• Directive: In the records below, find the line containing "dirt slope in the photo above.", then extract that line and all subsequent lines exactly, leaving out everything else.

= = = =

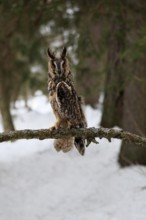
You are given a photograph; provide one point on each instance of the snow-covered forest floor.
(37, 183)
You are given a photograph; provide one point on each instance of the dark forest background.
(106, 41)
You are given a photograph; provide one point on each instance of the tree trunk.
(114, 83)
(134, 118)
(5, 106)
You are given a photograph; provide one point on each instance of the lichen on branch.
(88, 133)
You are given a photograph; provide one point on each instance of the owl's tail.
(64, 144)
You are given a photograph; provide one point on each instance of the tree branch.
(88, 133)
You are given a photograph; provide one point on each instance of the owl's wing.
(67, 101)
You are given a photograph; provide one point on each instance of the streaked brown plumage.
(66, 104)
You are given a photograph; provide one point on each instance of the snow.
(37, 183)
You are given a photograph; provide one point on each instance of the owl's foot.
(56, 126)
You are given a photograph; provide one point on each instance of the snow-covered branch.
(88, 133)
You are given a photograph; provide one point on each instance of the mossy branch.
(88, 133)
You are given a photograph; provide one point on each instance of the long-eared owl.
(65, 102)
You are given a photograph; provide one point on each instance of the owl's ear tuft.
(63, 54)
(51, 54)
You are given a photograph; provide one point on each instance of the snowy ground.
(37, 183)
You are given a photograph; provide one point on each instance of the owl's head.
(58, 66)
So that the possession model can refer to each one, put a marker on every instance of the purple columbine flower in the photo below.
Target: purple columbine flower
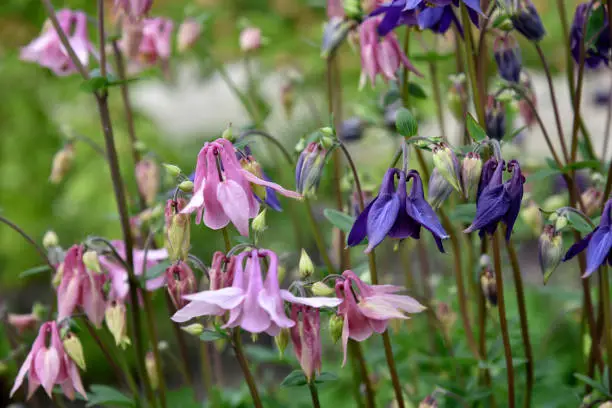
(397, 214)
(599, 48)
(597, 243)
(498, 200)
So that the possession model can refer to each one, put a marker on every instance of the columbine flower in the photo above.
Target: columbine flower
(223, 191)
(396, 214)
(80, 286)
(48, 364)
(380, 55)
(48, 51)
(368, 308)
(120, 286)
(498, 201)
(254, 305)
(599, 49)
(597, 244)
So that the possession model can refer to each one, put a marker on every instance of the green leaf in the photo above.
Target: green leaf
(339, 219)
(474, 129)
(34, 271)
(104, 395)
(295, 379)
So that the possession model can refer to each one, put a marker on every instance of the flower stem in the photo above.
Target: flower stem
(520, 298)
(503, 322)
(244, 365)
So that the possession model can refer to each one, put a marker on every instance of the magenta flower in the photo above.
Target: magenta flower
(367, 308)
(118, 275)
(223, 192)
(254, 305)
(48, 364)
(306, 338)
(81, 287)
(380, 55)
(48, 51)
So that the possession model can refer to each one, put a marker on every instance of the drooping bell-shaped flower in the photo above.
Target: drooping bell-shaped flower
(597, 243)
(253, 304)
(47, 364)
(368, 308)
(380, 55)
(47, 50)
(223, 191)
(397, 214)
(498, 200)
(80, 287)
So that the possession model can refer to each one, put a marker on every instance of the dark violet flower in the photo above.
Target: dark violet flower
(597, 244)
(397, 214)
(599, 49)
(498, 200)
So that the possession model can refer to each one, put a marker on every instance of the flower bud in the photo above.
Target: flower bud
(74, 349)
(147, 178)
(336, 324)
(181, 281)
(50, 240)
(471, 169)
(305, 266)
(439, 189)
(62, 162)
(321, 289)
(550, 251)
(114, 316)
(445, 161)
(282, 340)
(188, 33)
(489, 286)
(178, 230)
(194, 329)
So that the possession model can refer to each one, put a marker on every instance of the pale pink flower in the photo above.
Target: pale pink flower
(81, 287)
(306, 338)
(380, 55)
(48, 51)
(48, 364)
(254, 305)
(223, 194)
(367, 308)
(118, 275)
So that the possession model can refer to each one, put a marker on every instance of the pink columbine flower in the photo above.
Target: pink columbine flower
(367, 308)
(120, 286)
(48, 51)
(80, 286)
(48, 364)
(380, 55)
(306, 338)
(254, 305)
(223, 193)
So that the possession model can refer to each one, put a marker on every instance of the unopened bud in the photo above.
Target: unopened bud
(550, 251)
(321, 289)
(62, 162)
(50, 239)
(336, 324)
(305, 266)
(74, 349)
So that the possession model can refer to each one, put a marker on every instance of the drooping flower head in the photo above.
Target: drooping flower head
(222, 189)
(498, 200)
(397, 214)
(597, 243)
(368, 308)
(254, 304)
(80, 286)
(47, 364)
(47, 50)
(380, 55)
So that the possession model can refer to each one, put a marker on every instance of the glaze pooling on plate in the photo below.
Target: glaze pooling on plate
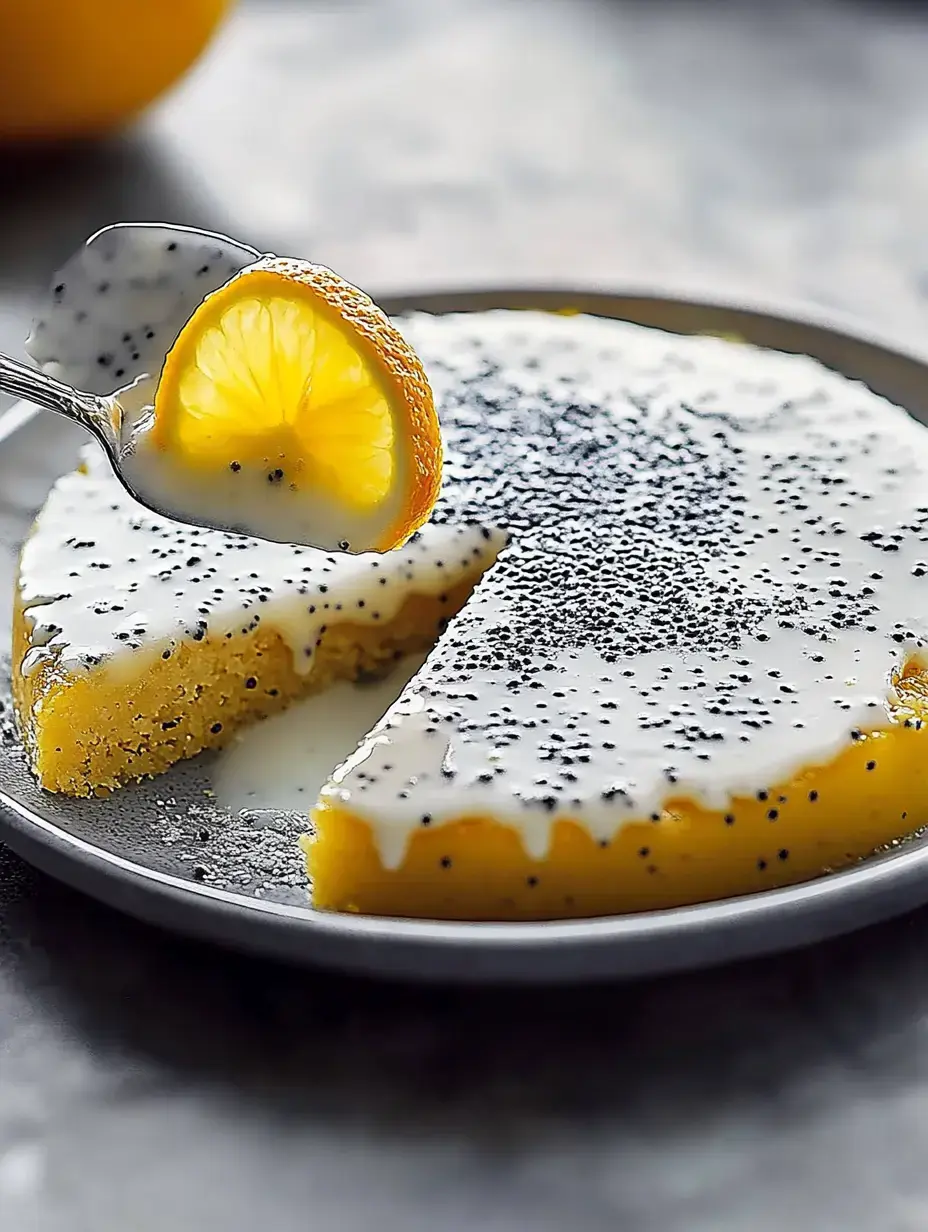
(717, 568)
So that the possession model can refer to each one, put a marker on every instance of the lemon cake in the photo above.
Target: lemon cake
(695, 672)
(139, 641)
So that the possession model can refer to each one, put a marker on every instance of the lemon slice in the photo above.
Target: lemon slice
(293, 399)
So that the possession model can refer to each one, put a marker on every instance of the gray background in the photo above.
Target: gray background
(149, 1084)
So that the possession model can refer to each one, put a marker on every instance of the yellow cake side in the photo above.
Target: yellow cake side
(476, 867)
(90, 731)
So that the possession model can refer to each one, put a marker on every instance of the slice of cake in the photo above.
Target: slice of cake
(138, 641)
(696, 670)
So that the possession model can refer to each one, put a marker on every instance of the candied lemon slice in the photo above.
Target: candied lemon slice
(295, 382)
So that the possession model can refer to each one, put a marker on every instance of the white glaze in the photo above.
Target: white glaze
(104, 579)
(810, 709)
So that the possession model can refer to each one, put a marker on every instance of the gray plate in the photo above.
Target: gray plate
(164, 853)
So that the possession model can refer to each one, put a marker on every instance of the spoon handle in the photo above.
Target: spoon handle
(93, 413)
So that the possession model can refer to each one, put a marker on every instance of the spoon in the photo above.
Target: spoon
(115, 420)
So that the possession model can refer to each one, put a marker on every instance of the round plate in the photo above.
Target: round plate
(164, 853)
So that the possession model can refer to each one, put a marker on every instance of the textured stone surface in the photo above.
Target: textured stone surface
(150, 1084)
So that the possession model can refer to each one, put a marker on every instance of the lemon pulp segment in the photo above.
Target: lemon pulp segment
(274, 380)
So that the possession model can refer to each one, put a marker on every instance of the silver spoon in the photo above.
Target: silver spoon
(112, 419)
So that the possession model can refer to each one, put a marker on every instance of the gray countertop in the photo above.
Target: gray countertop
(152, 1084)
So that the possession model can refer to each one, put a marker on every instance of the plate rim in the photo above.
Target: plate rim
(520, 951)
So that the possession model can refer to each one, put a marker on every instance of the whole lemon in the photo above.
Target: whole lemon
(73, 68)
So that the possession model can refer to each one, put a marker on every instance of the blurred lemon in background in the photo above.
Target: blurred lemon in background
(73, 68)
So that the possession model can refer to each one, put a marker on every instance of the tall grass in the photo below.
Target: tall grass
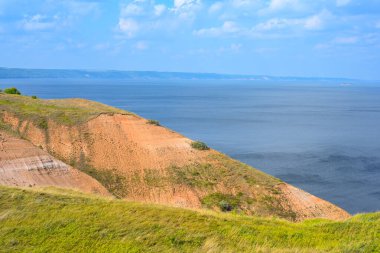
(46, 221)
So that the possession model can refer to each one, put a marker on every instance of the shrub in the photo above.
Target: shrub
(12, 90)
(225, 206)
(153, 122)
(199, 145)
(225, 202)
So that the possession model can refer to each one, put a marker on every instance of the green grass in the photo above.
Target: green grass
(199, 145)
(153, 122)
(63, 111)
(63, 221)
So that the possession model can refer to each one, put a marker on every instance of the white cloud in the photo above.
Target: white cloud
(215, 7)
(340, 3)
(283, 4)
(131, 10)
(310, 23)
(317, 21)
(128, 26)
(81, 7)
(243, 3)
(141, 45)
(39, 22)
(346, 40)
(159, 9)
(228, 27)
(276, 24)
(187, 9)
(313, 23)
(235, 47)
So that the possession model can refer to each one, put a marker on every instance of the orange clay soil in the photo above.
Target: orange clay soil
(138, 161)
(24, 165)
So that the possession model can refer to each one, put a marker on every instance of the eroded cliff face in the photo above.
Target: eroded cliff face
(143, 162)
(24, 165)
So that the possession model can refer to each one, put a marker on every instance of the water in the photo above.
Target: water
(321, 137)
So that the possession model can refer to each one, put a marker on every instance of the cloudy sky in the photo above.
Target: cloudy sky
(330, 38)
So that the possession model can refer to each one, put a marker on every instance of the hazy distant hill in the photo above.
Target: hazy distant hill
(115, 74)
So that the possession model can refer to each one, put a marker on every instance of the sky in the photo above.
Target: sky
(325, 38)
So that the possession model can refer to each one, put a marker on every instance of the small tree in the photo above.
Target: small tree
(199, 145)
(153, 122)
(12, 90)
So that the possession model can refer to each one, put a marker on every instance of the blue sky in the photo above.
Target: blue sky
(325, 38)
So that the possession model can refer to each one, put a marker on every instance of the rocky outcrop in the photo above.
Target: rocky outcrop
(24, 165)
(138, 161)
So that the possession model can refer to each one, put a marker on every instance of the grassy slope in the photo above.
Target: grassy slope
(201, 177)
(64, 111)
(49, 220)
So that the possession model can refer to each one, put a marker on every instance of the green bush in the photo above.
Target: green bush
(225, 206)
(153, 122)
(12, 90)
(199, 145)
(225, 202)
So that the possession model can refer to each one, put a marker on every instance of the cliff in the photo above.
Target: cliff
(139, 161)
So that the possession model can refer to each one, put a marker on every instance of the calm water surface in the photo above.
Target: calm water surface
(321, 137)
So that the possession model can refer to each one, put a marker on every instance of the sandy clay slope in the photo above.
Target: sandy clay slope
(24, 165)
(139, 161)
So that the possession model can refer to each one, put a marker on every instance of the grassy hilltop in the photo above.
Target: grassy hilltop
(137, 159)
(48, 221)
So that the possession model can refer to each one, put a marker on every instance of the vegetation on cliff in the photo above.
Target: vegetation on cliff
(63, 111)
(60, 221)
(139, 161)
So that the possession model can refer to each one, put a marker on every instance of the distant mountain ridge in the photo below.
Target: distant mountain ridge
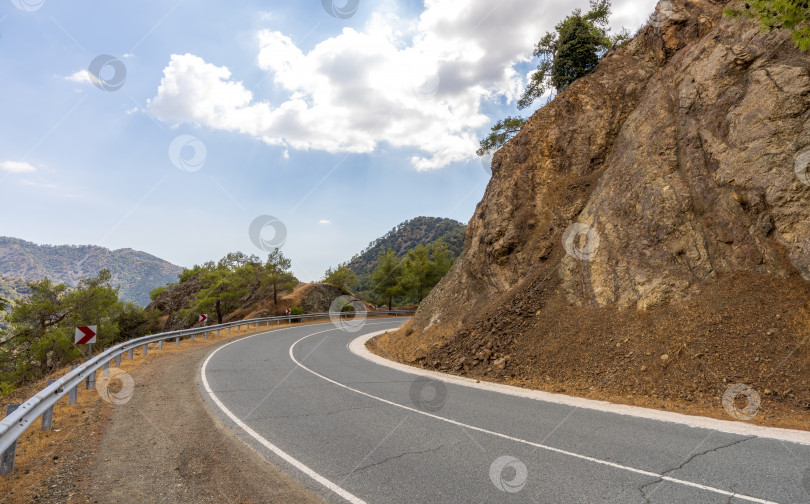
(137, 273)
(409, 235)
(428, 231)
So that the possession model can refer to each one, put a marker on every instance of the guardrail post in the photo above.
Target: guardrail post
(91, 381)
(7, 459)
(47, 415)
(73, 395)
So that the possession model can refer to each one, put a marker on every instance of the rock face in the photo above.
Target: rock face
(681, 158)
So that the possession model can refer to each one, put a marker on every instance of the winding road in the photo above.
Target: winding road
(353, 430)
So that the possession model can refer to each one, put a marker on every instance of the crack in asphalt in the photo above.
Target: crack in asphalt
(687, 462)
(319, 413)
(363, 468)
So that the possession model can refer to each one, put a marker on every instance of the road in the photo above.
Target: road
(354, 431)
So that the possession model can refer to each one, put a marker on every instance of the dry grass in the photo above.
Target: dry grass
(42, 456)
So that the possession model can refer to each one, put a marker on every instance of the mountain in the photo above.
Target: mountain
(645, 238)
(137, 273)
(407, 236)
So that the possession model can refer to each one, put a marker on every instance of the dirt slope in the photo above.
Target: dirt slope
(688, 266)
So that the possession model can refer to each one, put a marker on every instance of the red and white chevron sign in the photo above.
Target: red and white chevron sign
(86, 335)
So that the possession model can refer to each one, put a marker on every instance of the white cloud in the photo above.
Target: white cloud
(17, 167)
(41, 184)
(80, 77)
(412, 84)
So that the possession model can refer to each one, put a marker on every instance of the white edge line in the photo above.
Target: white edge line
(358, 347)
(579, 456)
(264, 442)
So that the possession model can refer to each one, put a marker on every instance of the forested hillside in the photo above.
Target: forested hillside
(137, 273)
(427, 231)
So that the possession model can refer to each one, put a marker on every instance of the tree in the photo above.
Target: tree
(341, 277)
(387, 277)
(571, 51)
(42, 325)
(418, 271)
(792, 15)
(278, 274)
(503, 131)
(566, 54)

= = = =

• Answer in full:
So that the possession model can refer to each one, put a marker on every instance of the dirt slope in the photo above.
Target: dirt slope
(688, 266)
So that the possession model can refer to each one, put a marker on every instance of the red and white chevron sign in the photo above.
Target: red and white chevron sign
(86, 335)
So that the possession model can refer to each one, put a marker on every instance of the white cloud in the photo above.
Target: white cloud
(17, 167)
(41, 184)
(80, 77)
(412, 84)
So that the possession model can refer to each one, put a marker on every instance of the white edge line in the photo above.
Target: white edge line
(358, 347)
(579, 456)
(264, 442)
So that the possession model can refer to each one, put a marker on every instance of the forested hillside in the photo above.
Target: forested hillside
(137, 273)
(427, 231)
So that the possession model can refer to each one, put a marker on every instance of the tree in the photo above.
Target: tree
(341, 277)
(387, 277)
(571, 51)
(42, 325)
(418, 271)
(792, 15)
(278, 274)
(503, 131)
(566, 54)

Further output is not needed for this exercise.